→ Material shown:

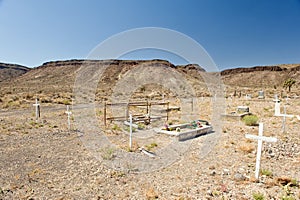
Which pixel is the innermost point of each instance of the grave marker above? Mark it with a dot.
(37, 110)
(277, 106)
(261, 94)
(130, 131)
(68, 112)
(260, 138)
(248, 96)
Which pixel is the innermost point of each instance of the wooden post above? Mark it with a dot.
(127, 112)
(37, 110)
(168, 109)
(104, 114)
(147, 111)
(284, 119)
(68, 112)
(130, 134)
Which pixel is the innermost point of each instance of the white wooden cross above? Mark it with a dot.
(69, 113)
(260, 139)
(37, 109)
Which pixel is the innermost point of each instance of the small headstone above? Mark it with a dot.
(37, 110)
(248, 96)
(242, 109)
(260, 138)
(277, 107)
(261, 94)
(68, 112)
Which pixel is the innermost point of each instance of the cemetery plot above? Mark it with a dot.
(188, 130)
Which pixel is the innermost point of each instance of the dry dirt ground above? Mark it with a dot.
(45, 160)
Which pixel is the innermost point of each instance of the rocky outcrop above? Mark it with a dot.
(9, 71)
(252, 69)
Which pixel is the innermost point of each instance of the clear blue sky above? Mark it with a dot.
(234, 32)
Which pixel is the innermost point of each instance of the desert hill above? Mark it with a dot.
(9, 71)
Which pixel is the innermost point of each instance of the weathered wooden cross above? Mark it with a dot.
(69, 113)
(260, 139)
(37, 109)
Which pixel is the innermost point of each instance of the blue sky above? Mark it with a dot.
(234, 32)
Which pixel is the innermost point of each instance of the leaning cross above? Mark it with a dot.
(68, 112)
(37, 109)
(260, 139)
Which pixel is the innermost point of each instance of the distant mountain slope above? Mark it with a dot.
(9, 71)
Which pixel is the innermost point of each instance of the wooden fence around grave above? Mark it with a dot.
(142, 116)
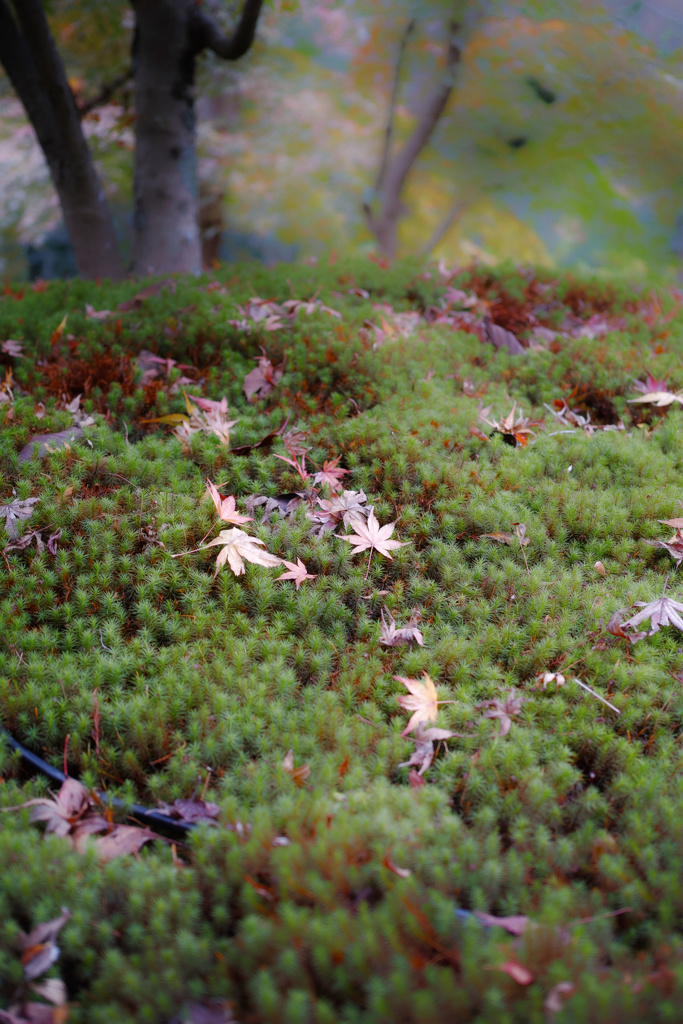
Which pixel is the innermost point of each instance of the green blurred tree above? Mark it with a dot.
(168, 37)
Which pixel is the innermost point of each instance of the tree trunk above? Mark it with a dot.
(166, 233)
(34, 67)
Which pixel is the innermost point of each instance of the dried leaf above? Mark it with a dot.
(11, 347)
(225, 506)
(298, 572)
(501, 338)
(423, 700)
(16, 511)
(391, 637)
(122, 840)
(402, 872)
(504, 711)
(190, 811)
(371, 536)
(517, 972)
(331, 474)
(263, 378)
(516, 924)
(238, 546)
(299, 774)
(554, 1000)
(424, 740)
(664, 611)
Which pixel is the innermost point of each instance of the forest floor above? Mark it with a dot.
(436, 779)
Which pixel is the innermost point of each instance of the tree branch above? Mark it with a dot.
(383, 223)
(207, 35)
(410, 28)
(446, 223)
(105, 93)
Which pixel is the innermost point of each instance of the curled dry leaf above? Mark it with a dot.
(331, 474)
(238, 546)
(371, 536)
(300, 774)
(546, 678)
(422, 701)
(554, 1000)
(225, 507)
(39, 948)
(664, 611)
(260, 381)
(516, 924)
(297, 571)
(517, 972)
(190, 811)
(504, 711)
(391, 637)
(424, 752)
(16, 511)
(402, 872)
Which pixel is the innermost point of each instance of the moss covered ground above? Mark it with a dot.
(154, 681)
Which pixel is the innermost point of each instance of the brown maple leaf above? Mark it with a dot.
(16, 511)
(260, 381)
(331, 474)
(371, 536)
(225, 506)
(424, 752)
(422, 701)
(504, 711)
(238, 546)
(663, 611)
(391, 637)
(298, 572)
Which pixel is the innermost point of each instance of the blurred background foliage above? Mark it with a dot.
(561, 142)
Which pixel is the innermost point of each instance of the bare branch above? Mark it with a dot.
(104, 94)
(207, 35)
(384, 223)
(410, 28)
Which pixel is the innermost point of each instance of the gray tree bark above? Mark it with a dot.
(33, 66)
(169, 36)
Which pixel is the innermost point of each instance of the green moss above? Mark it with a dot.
(574, 815)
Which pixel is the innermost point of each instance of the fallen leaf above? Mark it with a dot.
(93, 313)
(238, 546)
(501, 338)
(664, 611)
(424, 740)
(422, 701)
(58, 331)
(331, 474)
(190, 811)
(298, 572)
(16, 511)
(502, 538)
(517, 972)
(504, 711)
(225, 507)
(260, 381)
(371, 536)
(402, 872)
(554, 1000)
(122, 840)
(516, 924)
(391, 637)
(11, 347)
(39, 949)
(299, 774)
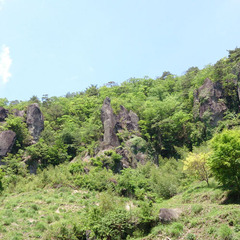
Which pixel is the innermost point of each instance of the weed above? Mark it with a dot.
(225, 232)
(190, 236)
(197, 209)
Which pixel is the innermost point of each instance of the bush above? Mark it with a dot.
(225, 232)
(224, 161)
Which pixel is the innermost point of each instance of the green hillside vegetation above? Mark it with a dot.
(192, 163)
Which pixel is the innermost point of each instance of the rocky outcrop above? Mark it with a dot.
(127, 120)
(108, 118)
(18, 113)
(3, 114)
(209, 102)
(7, 140)
(35, 121)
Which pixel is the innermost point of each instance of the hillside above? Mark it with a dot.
(101, 163)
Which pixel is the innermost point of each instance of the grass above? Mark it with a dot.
(36, 213)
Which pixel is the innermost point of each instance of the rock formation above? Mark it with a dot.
(208, 100)
(7, 140)
(18, 113)
(127, 120)
(131, 151)
(3, 114)
(109, 121)
(35, 121)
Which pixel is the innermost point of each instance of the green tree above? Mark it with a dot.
(225, 159)
(196, 165)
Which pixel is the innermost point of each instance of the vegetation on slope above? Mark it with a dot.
(74, 197)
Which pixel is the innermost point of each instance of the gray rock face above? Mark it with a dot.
(35, 121)
(7, 140)
(3, 114)
(132, 152)
(109, 121)
(127, 120)
(208, 99)
(18, 113)
(167, 214)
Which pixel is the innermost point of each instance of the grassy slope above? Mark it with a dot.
(28, 215)
(204, 216)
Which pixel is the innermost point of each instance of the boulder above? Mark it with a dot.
(35, 121)
(108, 118)
(127, 120)
(168, 214)
(3, 114)
(18, 113)
(7, 140)
(132, 152)
(209, 102)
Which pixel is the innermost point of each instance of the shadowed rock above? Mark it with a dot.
(7, 140)
(18, 113)
(35, 121)
(3, 114)
(208, 100)
(127, 120)
(108, 119)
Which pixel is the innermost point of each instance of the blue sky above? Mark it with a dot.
(59, 46)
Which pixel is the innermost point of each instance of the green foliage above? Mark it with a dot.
(1, 176)
(225, 233)
(225, 158)
(48, 154)
(196, 165)
(96, 179)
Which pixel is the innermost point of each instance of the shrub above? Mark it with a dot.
(225, 232)
(197, 209)
(224, 161)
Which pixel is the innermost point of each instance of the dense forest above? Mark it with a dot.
(117, 154)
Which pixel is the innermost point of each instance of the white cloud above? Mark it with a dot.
(5, 64)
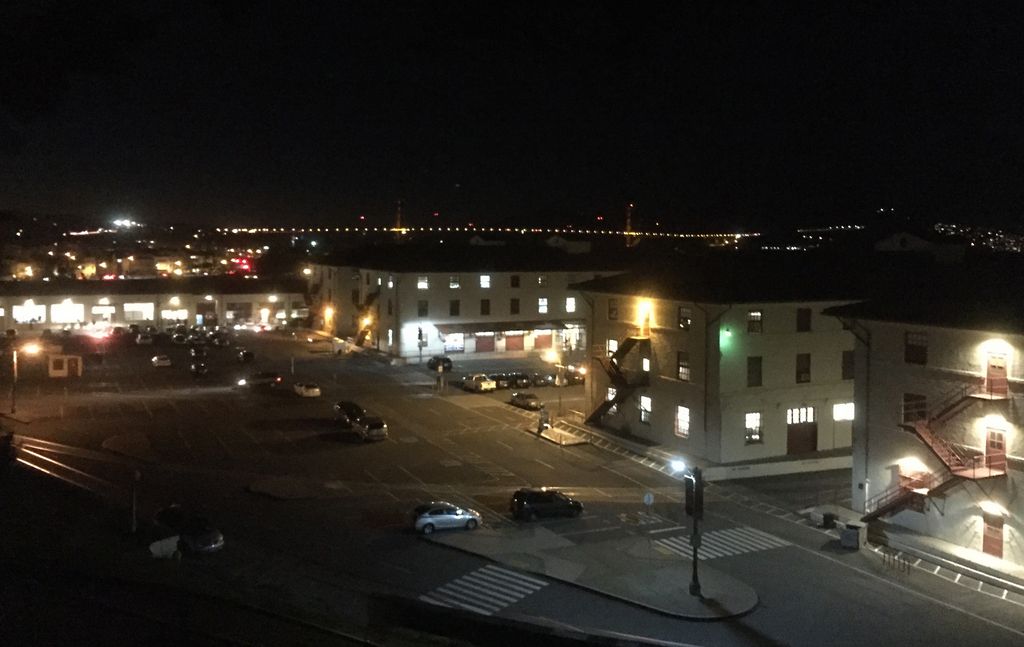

→ Requirements: Locate each line in the records above that contains the string "grave", matching case, and copy those lines.

→ Exercise solution:
Which pixel is the innermost point of each instance of the grave marker above? Mark it with a dot.
Which pixel is the innermost point of each instance of the wooden fence around grave above? Mark it with a dot.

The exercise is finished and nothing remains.